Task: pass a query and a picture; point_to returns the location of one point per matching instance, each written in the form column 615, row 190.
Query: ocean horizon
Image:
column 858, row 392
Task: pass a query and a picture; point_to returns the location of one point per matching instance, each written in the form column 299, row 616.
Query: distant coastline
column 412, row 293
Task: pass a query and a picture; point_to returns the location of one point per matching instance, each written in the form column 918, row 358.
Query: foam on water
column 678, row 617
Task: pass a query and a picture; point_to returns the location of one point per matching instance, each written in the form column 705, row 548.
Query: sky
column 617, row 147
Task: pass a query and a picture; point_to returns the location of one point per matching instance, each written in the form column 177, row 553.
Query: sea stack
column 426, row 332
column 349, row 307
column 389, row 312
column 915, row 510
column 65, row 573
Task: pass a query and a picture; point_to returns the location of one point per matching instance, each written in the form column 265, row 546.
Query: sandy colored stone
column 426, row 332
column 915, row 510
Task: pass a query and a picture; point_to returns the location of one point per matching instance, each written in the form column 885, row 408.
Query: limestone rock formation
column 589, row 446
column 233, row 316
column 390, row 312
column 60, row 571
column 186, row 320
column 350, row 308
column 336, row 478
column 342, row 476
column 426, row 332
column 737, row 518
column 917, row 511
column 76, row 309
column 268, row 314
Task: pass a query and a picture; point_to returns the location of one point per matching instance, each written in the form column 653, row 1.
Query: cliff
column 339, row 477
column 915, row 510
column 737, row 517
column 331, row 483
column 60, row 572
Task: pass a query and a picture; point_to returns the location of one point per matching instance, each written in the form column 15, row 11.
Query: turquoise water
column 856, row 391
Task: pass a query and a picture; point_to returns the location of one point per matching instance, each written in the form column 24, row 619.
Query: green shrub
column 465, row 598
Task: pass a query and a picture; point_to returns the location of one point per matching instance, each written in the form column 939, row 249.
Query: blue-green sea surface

======

■ Work order
The required answer is the exact run of lines above starting at the line with "Query: ocean horizon" and ending at the line with "177, row 553.", with both ends present.

■ Reply
Query: ocean horizon
Image:
column 858, row 392
Task: pass a query and a picture; point_to returns the location of one point per matching instance, each written in the form column 299, row 616.
Query: distant coastline
column 412, row 293
Task: pass a query and a picture; point_to returns the location of one point per matching instance, each written in the form column 918, row 358.
Query: foam on water
column 678, row 617
Task: pass a query and a picture; point_to returns the location of one point per matching instance, each written in the form column 705, row 548.
Query: sky
column 617, row 147
Task: pass a query and a picture; point_to returns the location of one point per matching instance, each written in the form column 177, row 553.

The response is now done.